- INSTRUCTIONS TO FOLLOW
Write every line below out again exactly, images omitted.

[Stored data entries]

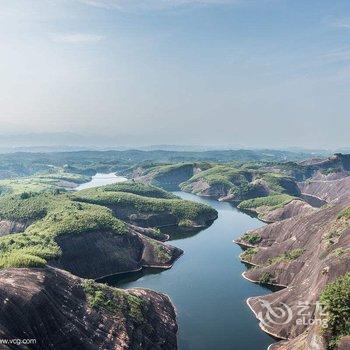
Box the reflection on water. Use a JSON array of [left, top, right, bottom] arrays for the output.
[[103, 191, 277, 350]]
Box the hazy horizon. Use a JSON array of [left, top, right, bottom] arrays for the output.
[[1, 1, 350, 148]]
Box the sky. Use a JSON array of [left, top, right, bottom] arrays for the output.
[[1, 0, 350, 149]]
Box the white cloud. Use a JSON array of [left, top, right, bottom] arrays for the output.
[[330, 18, 350, 29], [321, 47, 350, 64], [50, 33, 105, 43]]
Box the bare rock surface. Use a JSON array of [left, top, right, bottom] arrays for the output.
[[48, 228, 183, 279], [237, 198, 350, 348], [0, 219, 32, 236], [247, 199, 316, 223], [0, 267, 178, 350], [299, 175, 350, 203]]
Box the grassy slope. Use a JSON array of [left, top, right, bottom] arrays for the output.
[[73, 185, 217, 224], [238, 194, 296, 211], [0, 192, 128, 269], [82, 279, 148, 323], [0, 181, 216, 269], [103, 182, 177, 199], [180, 164, 298, 199], [0, 171, 90, 196], [180, 165, 252, 194]]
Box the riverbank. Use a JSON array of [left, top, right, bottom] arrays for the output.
[[103, 191, 277, 350]]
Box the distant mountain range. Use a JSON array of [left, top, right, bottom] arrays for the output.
[[0, 132, 345, 155]]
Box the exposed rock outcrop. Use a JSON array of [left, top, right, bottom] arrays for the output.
[[181, 170, 300, 202], [48, 228, 183, 279], [258, 199, 316, 223], [108, 204, 217, 229], [299, 175, 350, 203], [300, 153, 350, 172], [0, 219, 32, 236], [131, 163, 197, 190], [237, 198, 350, 348], [0, 267, 178, 349]]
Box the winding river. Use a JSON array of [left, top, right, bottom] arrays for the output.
[[101, 190, 277, 350]]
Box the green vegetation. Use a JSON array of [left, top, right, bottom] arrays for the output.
[[332, 248, 350, 257], [259, 272, 275, 285], [238, 194, 296, 211], [82, 280, 148, 323], [324, 219, 349, 247], [266, 248, 304, 265], [320, 273, 350, 349], [0, 180, 216, 269], [0, 192, 52, 221], [140, 163, 199, 190], [265, 161, 316, 181], [240, 248, 259, 262], [241, 233, 262, 245], [325, 229, 343, 246], [103, 182, 177, 199], [148, 163, 193, 176], [0, 192, 128, 268], [141, 227, 168, 241], [0, 251, 46, 269], [321, 167, 339, 175], [259, 173, 296, 194], [0, 171, 90, 196], [0, 148, 321, 181], [180, 163, 300, 201], [73, 186, 217, 225], [178, 219, 194, 228], [145, 238, 172, 263], [338, 206, 350, 220], [180, 165, 255, 197]]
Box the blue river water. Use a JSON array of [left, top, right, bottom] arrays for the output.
[[103, 191, 277, 350]]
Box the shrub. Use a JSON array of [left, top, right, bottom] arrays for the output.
[[338, 207, 350, 220], [320, 273, 350, 349], [259, 272, 274, 284], [242, 233, 261, 245], [0, 251, 46, 268], [73, 188, 217, 224], [238, 194, 295, 211], [240, 248, 258, 262], [267, 248, 304, 265], [82, 280, 148, 323], [103, 182, 177, 199]]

- RESULT
Box the reflection on water. Use a JSON array of [left, top, right, bottom] arrays for the output.
[[103, 191, 277, 350]]
Box the hazy horizon. Use a JSON array of [left, top, right, bottom] arrays for the output.
[[1, 1, 350, 148]]
Box the sky. Use a JSON array of [left, top, right, bottom] arrays for the output.
[[1, 0, 350, 149]]
Box the white cloud. Use a JSON array of [left, top, right, bottom] arrays for the output.
[[330, 18, 350, 29], [321, 47, 350, 64], [50, 33, 105, 43]]
Box the bare rock surface. Use a JSON array of [left, top, right, bottom] arrays for the output.
[[48, 228, 183, 279], [237, 198, 350, 348], [0, 219, 32, 236], [247, 199, 316, 223], [0, 267, 178, 350], [299, 175, 350, 203]]
Box the grassy slope. Use a JSON array of [left, top, right, bottom] arrays for the output.
[[73, 185, 217, 224], [238, 194, 296, 211], [0, 192, 128, 269], [82, 279, 148, 323], [0, 181, 216, 269], [103, 182, 177, 199], [180, 164, 298, 199], [0, 171, 90, 196], [180, 165, 252, 194]]
Box the riverbank. Use a JSON array of [left, top, right, bottom] arrays for the output.
[[103, 191, 277, 350]]
Box the distant mountain range. Use a JSON array of [left, top, right, bottom] arrays for the output.
[[0, 132, 345, 155]]
Box the exposed rock outcrop. Use a JSON array of [left, top, right, bottom] arrays for the output.
[[181, 170, 300, 202], [48, 228, 183, 279], [258, 199, 316, 223], [108, 204, 217, 229], [299, 175, 350, 203], [300, 153, 350, 172], [0, 219, 32, 236], [131, 163, 197, 190], [237, 198, 350, 348], [0, 267, 178, 349]]
Box the winding river. Use a JSON array of [left, top, right, bottom] arrays for the output.
[[101, 190, 277, 350]]
Box the green vegetation. Use a JSON array of [left, top, right, bottom] arrays for the output.
[[332, 248, 350, 257], [259, 272, 275, 285], [238, 194, 296, 211], [82, 280, 148, 323], [324, 219, 349, 247], [266, 248, 304, 265], [320, 273, 350, 349], [0, 180, 216, 269], [0, 192, 52, 221], [140, 163, 199, 190], [265, 161, 316, 181], [240, 248, 259, 262], [241, 233, 262, 245], [325, 229, 343, 246], [103, 182, 177, 199], [148, 163, 193, 176], [0, 192, 128, 268], [141, 227, 168, 241], [0, 251, 46, 269], [321, 167, 339, 175], [259, 173, 296, 194], [0, 171, 90, 196], [0, 148, 321, 181], [180, 163, 300, 201], [73, 186, 217, 225], [178, 219, 194, 228], [145, 238, 172, 263], [338, 206, 350, 220], [180, 165, 255, 197]]
Box the blue river water. Use a JSON array of [left, top, right, bottom] arrays for the output.
[[103, 191, 277, 350]]
Box the shrub. Use a JSON array of [left, top, right, bottom] arrays for the output.
[[338, 207, 350, 220], [320, 273, 350, 349], [259, 272, 274, 284], [242, 233, 261, 245], [0, 251, 46, 268], [73, 188, 217, 224], [238, 194, 295, 211], [240, 248, 258, 262], [267, 248, 304, 265], [82, 280, 148, 323], [103, 182, 177, 199]]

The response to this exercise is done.